**RECORDS FOR THIS TASK:**

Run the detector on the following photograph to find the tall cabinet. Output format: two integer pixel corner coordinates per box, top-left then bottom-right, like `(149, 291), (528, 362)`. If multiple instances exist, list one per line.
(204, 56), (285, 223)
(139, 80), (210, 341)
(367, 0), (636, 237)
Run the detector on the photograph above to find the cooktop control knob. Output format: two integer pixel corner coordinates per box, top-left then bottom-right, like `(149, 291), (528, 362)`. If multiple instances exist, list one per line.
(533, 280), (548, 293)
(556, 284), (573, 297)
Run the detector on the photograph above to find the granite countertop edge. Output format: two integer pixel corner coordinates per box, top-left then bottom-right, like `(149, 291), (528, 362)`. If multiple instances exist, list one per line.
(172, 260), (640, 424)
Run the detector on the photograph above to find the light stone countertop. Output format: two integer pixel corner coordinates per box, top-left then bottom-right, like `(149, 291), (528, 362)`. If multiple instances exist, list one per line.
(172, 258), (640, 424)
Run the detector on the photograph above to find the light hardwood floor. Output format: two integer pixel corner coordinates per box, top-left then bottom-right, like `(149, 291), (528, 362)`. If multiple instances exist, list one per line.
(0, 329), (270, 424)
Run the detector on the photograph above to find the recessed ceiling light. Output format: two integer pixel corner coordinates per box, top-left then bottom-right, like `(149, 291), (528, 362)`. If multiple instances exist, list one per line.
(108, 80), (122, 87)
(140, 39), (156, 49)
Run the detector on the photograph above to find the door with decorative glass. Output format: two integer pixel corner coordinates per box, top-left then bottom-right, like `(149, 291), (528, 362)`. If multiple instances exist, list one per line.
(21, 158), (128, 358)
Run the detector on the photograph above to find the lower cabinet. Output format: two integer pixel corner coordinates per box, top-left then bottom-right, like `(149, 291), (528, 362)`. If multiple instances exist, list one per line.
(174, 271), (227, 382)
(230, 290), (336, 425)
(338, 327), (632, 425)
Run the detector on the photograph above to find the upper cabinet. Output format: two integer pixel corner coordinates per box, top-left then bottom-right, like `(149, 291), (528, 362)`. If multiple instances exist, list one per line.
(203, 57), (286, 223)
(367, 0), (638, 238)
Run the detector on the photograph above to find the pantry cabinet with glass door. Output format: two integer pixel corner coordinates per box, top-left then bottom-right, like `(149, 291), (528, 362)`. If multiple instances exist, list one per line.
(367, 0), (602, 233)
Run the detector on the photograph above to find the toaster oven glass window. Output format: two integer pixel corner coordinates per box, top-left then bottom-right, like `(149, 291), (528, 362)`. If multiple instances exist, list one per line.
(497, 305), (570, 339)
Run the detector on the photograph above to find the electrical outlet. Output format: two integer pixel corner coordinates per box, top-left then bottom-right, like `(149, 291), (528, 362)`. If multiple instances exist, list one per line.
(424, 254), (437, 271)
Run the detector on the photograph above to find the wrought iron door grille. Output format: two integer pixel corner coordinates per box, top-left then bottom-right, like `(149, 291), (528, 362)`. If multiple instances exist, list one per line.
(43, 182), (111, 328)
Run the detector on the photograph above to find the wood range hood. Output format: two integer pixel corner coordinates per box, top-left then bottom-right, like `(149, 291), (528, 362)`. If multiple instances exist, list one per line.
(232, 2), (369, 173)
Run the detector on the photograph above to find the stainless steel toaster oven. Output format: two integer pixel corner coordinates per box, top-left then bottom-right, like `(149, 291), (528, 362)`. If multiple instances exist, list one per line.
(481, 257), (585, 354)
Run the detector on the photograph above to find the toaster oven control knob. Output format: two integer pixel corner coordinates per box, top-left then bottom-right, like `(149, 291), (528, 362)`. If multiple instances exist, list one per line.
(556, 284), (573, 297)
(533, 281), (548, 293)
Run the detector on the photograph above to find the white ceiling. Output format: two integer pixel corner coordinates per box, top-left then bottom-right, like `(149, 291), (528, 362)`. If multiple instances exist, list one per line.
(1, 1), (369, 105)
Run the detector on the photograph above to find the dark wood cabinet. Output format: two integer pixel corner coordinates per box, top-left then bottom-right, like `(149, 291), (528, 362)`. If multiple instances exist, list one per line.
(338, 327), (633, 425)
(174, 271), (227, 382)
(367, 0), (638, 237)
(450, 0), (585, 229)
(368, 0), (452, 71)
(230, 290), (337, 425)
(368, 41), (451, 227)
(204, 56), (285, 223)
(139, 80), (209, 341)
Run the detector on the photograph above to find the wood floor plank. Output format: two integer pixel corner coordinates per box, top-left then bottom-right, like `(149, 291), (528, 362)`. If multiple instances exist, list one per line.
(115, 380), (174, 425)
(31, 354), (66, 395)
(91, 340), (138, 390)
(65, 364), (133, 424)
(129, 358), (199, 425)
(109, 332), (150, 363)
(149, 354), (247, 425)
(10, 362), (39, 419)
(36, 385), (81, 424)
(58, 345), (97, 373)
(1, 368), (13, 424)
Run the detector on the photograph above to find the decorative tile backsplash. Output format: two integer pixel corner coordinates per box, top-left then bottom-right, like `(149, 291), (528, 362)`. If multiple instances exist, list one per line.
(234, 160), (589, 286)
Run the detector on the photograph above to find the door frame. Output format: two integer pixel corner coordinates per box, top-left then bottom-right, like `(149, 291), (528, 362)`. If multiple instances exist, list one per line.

**PROMPT:**
Retype the material exactly, including every line.

**RESPONSE TO THIS EXERCISE:**
Run the detector on the following photograph to find the tall cabinet. Output format: two integer pixel corner coordinates per box, top-left then bottom-right, like `(149, 291), (528, 362)`. If multiple instances exist, list one per line.
(204, 56), (285, 223)
(139, 80), (210, 341)
(367, 0), (636, 237)
Run the detector on the photograph above to find the cooktop control knob. Output format: two integer pixel corner coordinates per box, top-left then bottom-right, like `(149, 291), (528, 362)`. If multiple instances exist, list one per line.
(533, 280), (548, 293)
(556, 284), (573, 297)
Run the detector on the photograph above to find the granite countertop edge. Output format: two integer pixel corner coordinates per box, top-left then bottom-right, like `(149, 291), (528, 362)`. If multiple instances exist, list one per line.
(172, 260), (640, 424)
Run the detector on the photograph above to find the light stone countertop. Output format: two integer pixel corner coordinates per box, top-left then bottom-right, like `(149, 291), (528, 362)`. If multiple instances exist, list one per line.
(172, 258), (640, 424)
Run the detector on the photograph above to find the light hardwood floor. Output format: two integer pixel corner coordinates per box, top-left then bottom-right, like `(149, 291), (528, 362)`. If multiple instances exist, list one per line.
(0, 329), (270, 424)
Run the detector on the photograph above to find the recessed ceiling light. Output format: two integer pixel corner coordinates per box, top-left then bottom-right, like `(149, 291), (528, 362)`. If multiple instances exist, list one per line.
(108, 80), (122, 87)
(140, 39), (156, 49)
Run the detector on the photograph above to find the door with decorative glass. Output format: two integer pixel corner coordinates per box, top-left then bottom-right, like `(149, 291), (528, 362)`. If multiple instances exist, list one per line.
(21, 158), (128, 358)
Run the detector on the photograph above to find the lower cabinet. Output format: two integer pixel corner coordinates per box, top-left then bottom-right, like `(149, 291), (528, 362)`. If multiple instances exist, list one per line.
(174, 271), (227, 382)
(230, 290), (336, 425)
(338, 327), (632, 425)
Run the detector on the photograph above to find the upper cabinet. Output format: two integer pixel corner coordinates per box, top-left then bottom-right, like `(149, 291), (528, 362)`. If multiple instances exist, list one per line.
(203, 57), (286, 223)
(367, 0), (638, 238)
Run the detector on the photograph above to find the pantry cabinet with glass door. Output format: two integer pixel corner coordinates per box, top-left then bottom-right, like `(149, 291), (528, 362)`. If multiple instances exist, list one per line.
(367, 0), (602, 233)
Run the detector on the photograph above to find the toaster oven glass window. Output format: two integer pixel corner coordinates per box, top-left then bottom-right, like `(149, 291), (528, 362)`. If multiple instances exist, list one per line.
(497, 305), (570, 339)
Run the detector on the photograph above to find the electrical outlet. Output format: two integer pixel corner coordinates per box, top-left then bottom-right, like `(149, 291), (528, 362)`. If multiple instances exist, list one per line.
(424, 254), (437, 271)
Run the detector on the photograph above to find the wrought iron door grille. Output format: two integer pixel corner coordinates per box, top-left then bottom-right, like `(149, 291), (528, 362)`. If multiple instances exist, list one per line.
(43, 182), (111, 328)
Run the detector on the photograph above to find the wood range hood. Output format: two integer pixel corner coordinates per box, top-left then bottom-right, like `(149, 291), (528, 362)`. If multiple instances exist, list one per line.
(232, 2), (369, 173)
Run the detector on the photograph above to find the stainless steel toaster oven. Output format: two integer pixel corner coordinates per box, top-left then bottom-right, like `(149, 291), (528, 362)`. If multiple instances exist, list one per line.
(481, 257), (585, 354)
Run the detector on the photograph above to find the toaster oven control knob. Output format: two integer pixel corner coordinates per box, top-left then bottom-right, like `(149, 291), (528, 362)`. If multiple instances exist, list one per line.
(556, 284), (573, 297)
(533, 281), (548, 293)
Run the detector on the photograph above to find the white ceiling. Output format: two integer pixel corner coordinates per box, top-left then bottom-right, like `(149, 291), (528, 362)`. If multiple instances exist, list one per line.
(1, 1), (369, 105)
Run the detector on the photograph above to find the dark wood cabinet. Output format: two integer pixel corner coordinates per box, top-left then bottom-right, like `(149, 291), (528, 362)`. If multiple instances exist, list one per line.
(338, 327), (633, 425)
(174, 271), (227, 382)
(367, 0), (638, 237)
(450, 0), (585, 229)
(368, 0), (452, 71)
(230, 290), (337, 425)
(368, 41), (451, 227)
(204, 56), (285, 223)
(139, 80), (209, 341)
Run the detector on the photograph above to find the wood floor plank. Output format: two integer pixel corner coordinates per box, top-left then bottom-right, like `(149, 291), (528, 362)`. If multiple instances exist, list one per line.
(115, 380), (174, 425)
(31, 354), (66, 395)
(91, 340), (138, 390)
(65, 364), (133, 424)
(129, 358), (199, 425)
(109, 332), (150, 363)
(149, 354), (247, 425)
(10, 362), (39, 419)
(36, 385), (81, 424)
(58, 345), (97, 373)
(1, 368), (13, 424)
Run the detector on the photograph above to find the decorative tile backsplash. Output format: two integer pixel corner coordinates per box, top-left then bottom-right, like `(149, 291), (528, 362)`. If multiple instances exist, list one per line.
(234, 160), (589, 286)
Run the detector on the photograph above to find the door frame. Output format: two integer pixel corner coordinates per box, top-left then bottom-right, like `(149, 291), (528, 362)`. If multiple instances exist, list one per line.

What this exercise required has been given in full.